**TASK GOAL**
Would you copy only the lines below, beginning with the one that contains "Pick out each instance of the white court" and running through the last entry line?
[BEGIN PROVIDED INFORMATION]
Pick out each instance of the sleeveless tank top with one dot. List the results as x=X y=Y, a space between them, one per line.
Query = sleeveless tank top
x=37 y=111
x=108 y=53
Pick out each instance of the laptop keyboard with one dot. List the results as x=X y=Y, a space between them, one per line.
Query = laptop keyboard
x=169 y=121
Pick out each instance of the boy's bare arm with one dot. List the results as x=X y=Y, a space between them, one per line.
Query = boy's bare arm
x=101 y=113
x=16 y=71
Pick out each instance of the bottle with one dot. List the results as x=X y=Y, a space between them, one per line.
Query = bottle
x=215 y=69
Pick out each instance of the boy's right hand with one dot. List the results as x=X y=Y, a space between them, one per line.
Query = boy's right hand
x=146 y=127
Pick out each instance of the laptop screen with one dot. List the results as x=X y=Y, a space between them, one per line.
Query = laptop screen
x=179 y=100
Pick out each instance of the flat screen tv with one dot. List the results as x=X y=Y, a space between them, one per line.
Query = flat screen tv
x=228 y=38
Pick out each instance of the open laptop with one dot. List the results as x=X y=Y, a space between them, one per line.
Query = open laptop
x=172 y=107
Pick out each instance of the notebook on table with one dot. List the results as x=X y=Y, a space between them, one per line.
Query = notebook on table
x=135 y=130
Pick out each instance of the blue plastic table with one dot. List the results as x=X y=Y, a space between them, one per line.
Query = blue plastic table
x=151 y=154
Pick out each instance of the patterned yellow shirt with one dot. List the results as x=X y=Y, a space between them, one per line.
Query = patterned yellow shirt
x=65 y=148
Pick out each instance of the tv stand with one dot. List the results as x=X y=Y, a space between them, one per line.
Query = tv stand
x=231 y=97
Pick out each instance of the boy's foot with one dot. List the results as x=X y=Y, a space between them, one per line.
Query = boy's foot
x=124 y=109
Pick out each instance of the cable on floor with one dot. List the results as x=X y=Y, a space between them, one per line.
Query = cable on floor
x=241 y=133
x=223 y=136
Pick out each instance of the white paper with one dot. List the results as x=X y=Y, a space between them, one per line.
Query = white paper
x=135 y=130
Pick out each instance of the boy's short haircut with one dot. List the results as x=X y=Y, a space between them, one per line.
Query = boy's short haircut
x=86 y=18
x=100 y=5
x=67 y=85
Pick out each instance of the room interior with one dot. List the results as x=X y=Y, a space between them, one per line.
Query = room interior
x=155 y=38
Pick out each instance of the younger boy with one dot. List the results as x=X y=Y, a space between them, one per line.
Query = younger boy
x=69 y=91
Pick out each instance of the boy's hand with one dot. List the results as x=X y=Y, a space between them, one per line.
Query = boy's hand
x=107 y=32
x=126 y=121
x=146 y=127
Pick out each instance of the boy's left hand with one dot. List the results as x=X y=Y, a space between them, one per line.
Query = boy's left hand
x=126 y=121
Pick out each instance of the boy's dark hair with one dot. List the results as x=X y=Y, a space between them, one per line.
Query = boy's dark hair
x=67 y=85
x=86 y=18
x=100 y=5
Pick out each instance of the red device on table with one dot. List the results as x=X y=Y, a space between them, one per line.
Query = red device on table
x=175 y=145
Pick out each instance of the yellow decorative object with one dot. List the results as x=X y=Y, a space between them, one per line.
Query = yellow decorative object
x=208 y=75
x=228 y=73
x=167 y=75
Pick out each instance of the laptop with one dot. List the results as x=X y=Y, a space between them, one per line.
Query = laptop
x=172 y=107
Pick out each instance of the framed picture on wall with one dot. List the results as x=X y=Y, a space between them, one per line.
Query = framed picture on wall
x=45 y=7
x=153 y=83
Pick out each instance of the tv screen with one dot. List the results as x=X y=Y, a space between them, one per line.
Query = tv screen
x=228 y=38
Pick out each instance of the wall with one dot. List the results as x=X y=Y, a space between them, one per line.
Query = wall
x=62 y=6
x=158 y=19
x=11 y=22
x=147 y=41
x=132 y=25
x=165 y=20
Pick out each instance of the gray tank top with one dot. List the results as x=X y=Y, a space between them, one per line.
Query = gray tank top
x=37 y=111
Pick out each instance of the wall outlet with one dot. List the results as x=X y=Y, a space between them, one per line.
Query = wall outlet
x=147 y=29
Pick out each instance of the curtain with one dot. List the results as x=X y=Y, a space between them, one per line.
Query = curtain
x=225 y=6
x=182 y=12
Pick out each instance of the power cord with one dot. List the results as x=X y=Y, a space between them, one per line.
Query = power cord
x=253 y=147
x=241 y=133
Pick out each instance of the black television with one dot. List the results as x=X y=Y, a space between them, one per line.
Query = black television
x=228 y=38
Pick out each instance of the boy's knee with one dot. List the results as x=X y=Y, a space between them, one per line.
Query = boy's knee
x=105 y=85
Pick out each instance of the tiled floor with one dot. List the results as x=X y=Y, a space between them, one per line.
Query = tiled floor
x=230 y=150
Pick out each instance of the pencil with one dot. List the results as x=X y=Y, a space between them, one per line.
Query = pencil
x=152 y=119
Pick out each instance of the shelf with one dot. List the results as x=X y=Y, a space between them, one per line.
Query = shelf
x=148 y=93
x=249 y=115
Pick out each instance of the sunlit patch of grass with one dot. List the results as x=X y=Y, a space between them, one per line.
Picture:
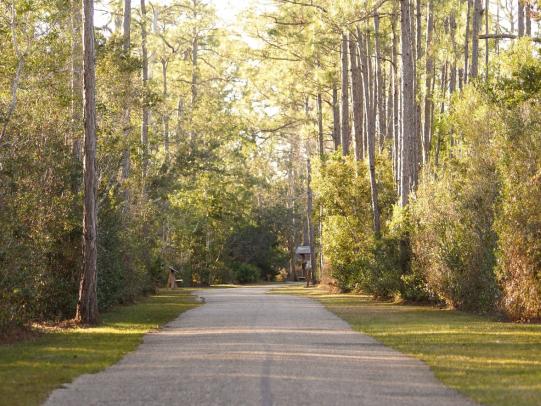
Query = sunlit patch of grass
x=30 y=370
x=493 y=362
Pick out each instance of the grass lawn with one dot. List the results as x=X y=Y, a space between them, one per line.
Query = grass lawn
x=30 y=370
x=495 y=363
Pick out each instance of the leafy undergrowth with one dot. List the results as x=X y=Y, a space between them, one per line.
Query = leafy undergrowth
x=29 y=370
x=492 y=362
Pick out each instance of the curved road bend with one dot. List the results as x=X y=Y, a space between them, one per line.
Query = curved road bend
x=245 y=347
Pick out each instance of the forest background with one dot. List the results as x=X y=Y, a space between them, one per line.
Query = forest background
x=400 y=139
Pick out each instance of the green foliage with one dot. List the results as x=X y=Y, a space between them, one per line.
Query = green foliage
x=476 y=224
x=359 y=261
x=493 y=362
x=33 y=368
x=519 y=165
x=245 y=273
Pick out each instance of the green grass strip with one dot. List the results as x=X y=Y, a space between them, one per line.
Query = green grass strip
x=493 y=362
x=30 y=370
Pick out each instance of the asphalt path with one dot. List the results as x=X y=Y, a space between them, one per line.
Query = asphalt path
x=247 y=347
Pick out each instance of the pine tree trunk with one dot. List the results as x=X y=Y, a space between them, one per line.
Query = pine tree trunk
x=126 y=43
x=344 y=136
x=380 y=84
x=396 y=96
x=429 y=68
x=528 y=17
x=408 y=136
x=476 y=27
x=520 y=19
x=146 y=110
x=370 y=99
x=87 y=304
x=76 y=77
x=320 y=135
x=357 y=97
x=453 y=76
x=487 y=50
x=336 y=117
x=467 y=44
x=166 y=113
x=310 y=277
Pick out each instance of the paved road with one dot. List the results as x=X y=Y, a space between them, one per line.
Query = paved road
x=245 y=347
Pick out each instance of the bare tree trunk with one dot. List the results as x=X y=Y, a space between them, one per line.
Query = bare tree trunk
x=380 y=84
x=453 y=78
x=336 y=117
x=356 y=95
x=310 y=277
x=528 y=17
x=180 y=113
x=126 y=26
x=476 y=26
x=344 y=138
x=467 y=43
x=408 y=138
x=320 y=134
x=146 y=110
x=520 y=11
x=195 y=67
x=442 y=110
x=21 y=60
x=487 y=5
x=126 y=43
x=429 y=68
x=87 y=304
x=76 y=77
x=396 y=96
x=370 y=98
x=166 y=112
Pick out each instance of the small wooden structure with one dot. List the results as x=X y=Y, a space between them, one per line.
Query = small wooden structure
x=303 y=254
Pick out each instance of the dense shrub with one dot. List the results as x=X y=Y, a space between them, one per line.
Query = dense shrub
x=358 y=260
x=453 y=240
x=517 y=93
x=246 y=273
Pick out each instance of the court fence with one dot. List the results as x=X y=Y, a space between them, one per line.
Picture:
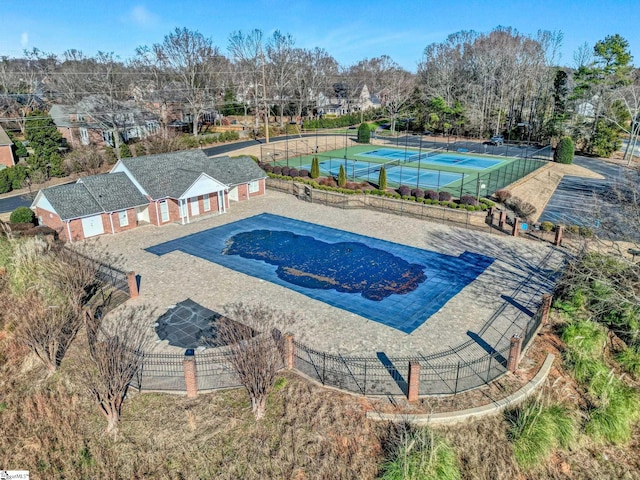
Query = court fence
x=451 y=371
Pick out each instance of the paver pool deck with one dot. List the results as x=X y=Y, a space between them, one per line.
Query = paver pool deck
x=489 y=310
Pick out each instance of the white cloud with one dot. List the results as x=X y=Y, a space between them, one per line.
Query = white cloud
x=142 y=17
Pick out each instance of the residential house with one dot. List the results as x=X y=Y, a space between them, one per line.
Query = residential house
x=7 y=158
x=93 y=121
x=175 y=187
x=92 y=206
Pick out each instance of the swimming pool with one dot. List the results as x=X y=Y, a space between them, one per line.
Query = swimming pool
x=395 y=285
x=435 y=158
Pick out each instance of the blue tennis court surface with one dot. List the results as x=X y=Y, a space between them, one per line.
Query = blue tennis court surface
x=395 y=285
x=396 y=173
x=435 y=158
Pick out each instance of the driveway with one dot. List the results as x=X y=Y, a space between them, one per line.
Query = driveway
x=590 y=202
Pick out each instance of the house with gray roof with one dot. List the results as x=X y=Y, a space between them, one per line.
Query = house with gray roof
x=95 y=205
x=153 y=189
x=94 y=120
x=6 y=150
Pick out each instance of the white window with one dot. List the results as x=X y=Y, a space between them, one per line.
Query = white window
x=123 y=218
x=164 y=211
x=84 y=136
x=254 y=186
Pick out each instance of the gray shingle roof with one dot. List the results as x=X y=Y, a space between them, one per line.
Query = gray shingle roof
x=171 y=174
x=94 y=195
x=114 y=191
x=72 y=201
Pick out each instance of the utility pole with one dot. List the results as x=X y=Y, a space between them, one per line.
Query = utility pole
x=264 y=95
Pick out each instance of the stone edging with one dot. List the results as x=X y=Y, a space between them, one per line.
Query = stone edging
x=471 y=413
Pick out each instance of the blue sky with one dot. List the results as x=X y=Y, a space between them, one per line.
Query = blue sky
x=349 y=30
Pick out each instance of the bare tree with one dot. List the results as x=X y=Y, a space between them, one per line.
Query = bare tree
x=48 y=313
x=116 y=346
x=46 y=329
x=246 y=52
x=255 y=348
x=85 y=159
x=194 y=63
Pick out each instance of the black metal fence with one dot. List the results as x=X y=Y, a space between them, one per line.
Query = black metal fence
x=450 y=371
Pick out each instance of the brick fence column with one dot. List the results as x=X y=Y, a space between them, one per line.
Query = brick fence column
x=413 y=384
x=132 y=282
x=289 y=351
x=558 y=240
x=503 y=219
x=546 y=307
x=516 y=227
x=190 y=374
x=514 y=353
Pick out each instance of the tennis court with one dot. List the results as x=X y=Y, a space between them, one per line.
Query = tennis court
x=436 y=158
x=396 y=173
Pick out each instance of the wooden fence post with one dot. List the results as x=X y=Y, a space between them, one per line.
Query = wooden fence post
x=132 y=282
x=413 y=384
x=547 y=298
x=190 y=374
x=514 y=353
x=559 y=231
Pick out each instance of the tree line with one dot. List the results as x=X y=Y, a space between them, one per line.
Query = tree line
x=475 y=84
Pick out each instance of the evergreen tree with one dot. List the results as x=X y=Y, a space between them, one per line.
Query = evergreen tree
x=382 y=179
x=45 y=140
x=315 y=168
x=342 y=177
x=564 y=151
x=364 y=134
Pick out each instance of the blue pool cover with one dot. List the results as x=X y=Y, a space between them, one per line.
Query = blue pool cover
x=393 y=284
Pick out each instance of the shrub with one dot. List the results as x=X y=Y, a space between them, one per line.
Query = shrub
x=521 y=208
x=342 y=177
x=444 y=196
x=5 y=184
x=382 y=179
x=564 y=151
x=546 y=226
x=417 y=192
x=502 y=195
x=468 y=200
x=431 y=195
x=404 y=191
x=315 y=168
x=364 y=133
x=535 y=430
x=22 y=215
x=125 y=151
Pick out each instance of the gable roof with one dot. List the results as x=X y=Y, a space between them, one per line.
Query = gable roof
x=171 y=174
x=93 y=195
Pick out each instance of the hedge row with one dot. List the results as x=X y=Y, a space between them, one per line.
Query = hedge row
x=484 y=204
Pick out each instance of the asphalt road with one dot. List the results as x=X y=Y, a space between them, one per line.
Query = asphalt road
x=9 y=204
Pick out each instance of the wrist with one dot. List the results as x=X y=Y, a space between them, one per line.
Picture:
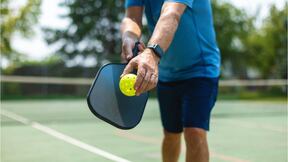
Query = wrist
x=153 y=54
x=127 y=36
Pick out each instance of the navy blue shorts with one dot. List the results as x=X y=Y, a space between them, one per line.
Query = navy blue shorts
x=187 y=103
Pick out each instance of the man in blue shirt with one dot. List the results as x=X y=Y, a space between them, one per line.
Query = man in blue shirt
x=182 y=59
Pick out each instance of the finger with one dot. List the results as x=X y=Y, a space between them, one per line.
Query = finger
x=141 y=47
x=127 y=50
x=140 y=77
x=123 y=58
x=154 y=81
x=129 y=68
x=146 y=82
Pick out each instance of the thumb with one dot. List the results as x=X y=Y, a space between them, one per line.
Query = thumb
x=129 y=68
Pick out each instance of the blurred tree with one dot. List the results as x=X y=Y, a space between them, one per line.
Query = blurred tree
x=16 y=21
x=268 y=45
x=93 y=31
x=233 y=26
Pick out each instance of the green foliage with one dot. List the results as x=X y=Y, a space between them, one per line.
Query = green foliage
x=19 y=21
x=268 y=46
x=93 y=31
x=232 y=27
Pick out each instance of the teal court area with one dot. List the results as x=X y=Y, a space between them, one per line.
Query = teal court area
x=66 y=131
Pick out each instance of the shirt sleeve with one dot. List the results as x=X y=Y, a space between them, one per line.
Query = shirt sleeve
x=130 y=3
x=188 y=3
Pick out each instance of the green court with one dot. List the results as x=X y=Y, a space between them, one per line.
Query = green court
x=66 y=131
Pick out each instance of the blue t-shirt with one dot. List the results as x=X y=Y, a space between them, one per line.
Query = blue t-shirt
x=193 y=51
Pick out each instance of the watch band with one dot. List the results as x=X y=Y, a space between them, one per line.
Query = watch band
x=156 y=49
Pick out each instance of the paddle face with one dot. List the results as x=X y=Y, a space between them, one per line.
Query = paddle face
x=108 y=103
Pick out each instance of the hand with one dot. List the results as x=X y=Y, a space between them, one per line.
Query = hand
x=127 y=46
x=147 y=74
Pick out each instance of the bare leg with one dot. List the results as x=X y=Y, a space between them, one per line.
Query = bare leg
x=171 y=147
x=196 y=144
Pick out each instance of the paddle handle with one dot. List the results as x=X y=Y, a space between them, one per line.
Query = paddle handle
x=135 y=50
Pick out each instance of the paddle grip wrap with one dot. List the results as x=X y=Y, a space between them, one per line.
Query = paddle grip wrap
x=135 y=50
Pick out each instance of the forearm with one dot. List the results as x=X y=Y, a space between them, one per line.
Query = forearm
x=130 y=29
x=132 y=23
x=167 y=25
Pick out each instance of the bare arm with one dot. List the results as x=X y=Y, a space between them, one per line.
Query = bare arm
x=147 y=61
x=131 y=30
x=167 y=24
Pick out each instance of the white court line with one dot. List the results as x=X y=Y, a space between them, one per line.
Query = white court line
x=63 y=137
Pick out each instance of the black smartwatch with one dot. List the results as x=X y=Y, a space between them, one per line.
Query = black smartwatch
x=156 y=49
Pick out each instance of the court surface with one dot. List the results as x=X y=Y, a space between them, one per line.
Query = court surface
x=66 y=131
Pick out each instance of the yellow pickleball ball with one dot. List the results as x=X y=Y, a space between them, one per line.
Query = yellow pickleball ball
x=126 y=84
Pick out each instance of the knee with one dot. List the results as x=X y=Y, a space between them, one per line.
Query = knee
x=195 y=137
x=172 y=137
[END PROVIDED INFORMATION]
**EXERCISE SOLUTION**
Pick out each instance of the white court line with one dot. List the results as x=X y=Y, a space between them, one per line.
Query = white court line
x=63 y=137
Pick out each instance of the black smartwatch with one dot. List the results as x=X y=Y, a space between them, one per line.
Query = black smartwatch
x=156 y=49
Pick out each instance of the court surface with one dot. List the results as x=X y=Y, a space between them, one per line.
Query = court surface
x=66 y=131
Pick out each instance of the yellow pickleball ball with one dot. List the results as x=X y=Y, a space between them, one per line.
Query = yellow pickleball ball
x=126 y=84
Pick out each instance of the knee with one dot. List the results as x=X y=Y, a space between them, one per line.
Query = knee
x=195 y=137
x=172 y=137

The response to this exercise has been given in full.